Where in the records does the word "purple" appear? Copy each line that holds it.

[[ LISTED RECORDS, beginning ]]

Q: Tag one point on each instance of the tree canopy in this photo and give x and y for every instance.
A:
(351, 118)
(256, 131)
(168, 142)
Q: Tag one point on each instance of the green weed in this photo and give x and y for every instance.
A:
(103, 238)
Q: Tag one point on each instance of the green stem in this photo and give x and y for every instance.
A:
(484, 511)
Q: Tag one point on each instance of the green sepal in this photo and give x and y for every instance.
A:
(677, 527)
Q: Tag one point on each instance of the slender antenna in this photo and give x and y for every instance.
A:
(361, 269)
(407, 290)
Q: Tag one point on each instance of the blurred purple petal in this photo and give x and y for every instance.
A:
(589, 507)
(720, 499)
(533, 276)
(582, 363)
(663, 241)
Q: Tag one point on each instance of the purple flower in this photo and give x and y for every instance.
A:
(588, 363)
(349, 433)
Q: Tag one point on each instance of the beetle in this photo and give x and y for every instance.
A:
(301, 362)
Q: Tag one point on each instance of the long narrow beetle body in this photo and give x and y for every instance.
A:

[[ LISTED RECORDS, end ]]

## FINISHED TASK
Q: Tag one point on each instance of the blurred purple petal in this photo and give x and y for every instance.
Q: Tag one point on each instance of the purple flower in this photo and give x and y for every instance.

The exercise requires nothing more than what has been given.